_TASK REQUIREMENTS_:
Please lay out every line of the records below as a numbered list, skipping blank lines and leaving out the pictures.

——

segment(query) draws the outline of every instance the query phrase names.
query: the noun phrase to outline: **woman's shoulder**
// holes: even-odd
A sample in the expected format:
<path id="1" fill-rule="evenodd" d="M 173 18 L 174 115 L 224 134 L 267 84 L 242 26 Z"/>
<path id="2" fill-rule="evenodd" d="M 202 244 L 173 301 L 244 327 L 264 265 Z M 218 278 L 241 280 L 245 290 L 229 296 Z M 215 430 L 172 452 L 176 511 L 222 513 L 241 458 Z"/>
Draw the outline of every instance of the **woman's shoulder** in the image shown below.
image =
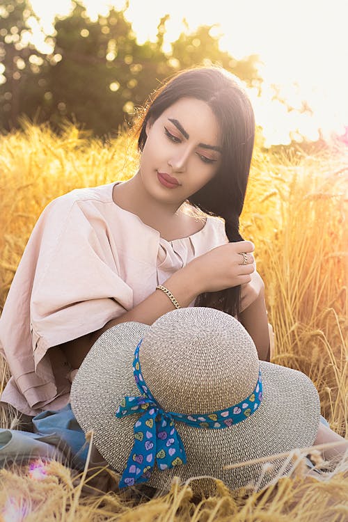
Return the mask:
<path id="1" fill-rule="evenodd" d="M 77 188 L 52 200 L 49 205 L 58 204 L 61 206 L 71 205 L 77 202 L 99 201 L 112 203 L 112 189 L 114 183 L 108 183 L 98 187 Z M 48 205 L 47 205 L 48 206 Z"/>
<path id="2" fill-rule="evenodd" d="M 56 219 L 70 214 L 73 209 L 84 210 L 96 205 L 112 203 L 113 183 L 98 187 L 77 188 L 52 200 L 44 208 L 40 221 Z M 88 211 L 87 211 L 88 212 Z"/>

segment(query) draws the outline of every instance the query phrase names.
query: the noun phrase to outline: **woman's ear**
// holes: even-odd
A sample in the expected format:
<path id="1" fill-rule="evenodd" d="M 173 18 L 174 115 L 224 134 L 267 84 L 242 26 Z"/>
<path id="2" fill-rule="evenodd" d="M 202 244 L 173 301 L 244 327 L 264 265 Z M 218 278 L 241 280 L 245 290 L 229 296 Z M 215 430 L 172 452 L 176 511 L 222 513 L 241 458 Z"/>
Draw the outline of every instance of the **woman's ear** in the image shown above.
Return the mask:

——

_CORRECT OUTPUT_:
1. segment(query) draws the outline of every instance the query phrase names.
2. query: the noun phrase to outline: **woman's shoulder**
3. // holes: even-odd
4. A sample in the expected format:
5. <path id="1" fill-rule="evenodd" d="M 173 18 L 174 115 L 224 134 L 267 84 L 242 26 Z"/>
6. <path id="2" fill-rule="evenodd" d="M 202 244 L 173 301 L 244 327 L 264 265 Z M 218 278 L 241 280 L 245 290 L 229 296 Z M 215 430 L 172 452 L 176 511 L 222 513 L 241 458 Z"/>
7. Draw the outline of every instance of the **woman's shoulder** in the image shown below.
8. image =
9. Return the mask:
10. <path id="1" fill-rule="evenodd" d="M 77 188 L 52 200 L 49 205 L 58 204 L 61 206 L 71 205 L 77 202 L 99 201 L 112 203 L 112 189 L 114 183 L 108 183 L 98 187 Z M 48 205 L 47 205 L 48 206 Z"/>
11. <path id="2" fill-rule="evenodd" d="M 56 219 L 70 214 L 73 209 L 84 210 L 96 205 L 112 203 L 113 183 L 98 187 L 77 188 L 52 200 L 44 208 L 40 221 Z M 88 211 L 87 211 L 88 212 Z"/>
12. segment(query) draws the outline of every instance the query phrase names.
13. query: the noun phrase to outline: **woman's ear**
14. // holes: even-odd
15. A sample in the expected format:
16. <path id="1" fill-rule="evenodd" d="M 173 18 L 174 115 L 224 134 L 267 84 L 242 26 Z"/>
17. <path id="2" fill-rule="evenodd" d="M 202 244 L 173 301 L 244 327 L 264 265 Z M 218 278 L 241 280 L 245 290 L 229 296 Z M 215 430 L 172 452 L 176 511 L 222 513 L 241 458 Z"/>
18. Draw the outline of every instance of the **woman's ear** in the image shown above.
19. Return the mask:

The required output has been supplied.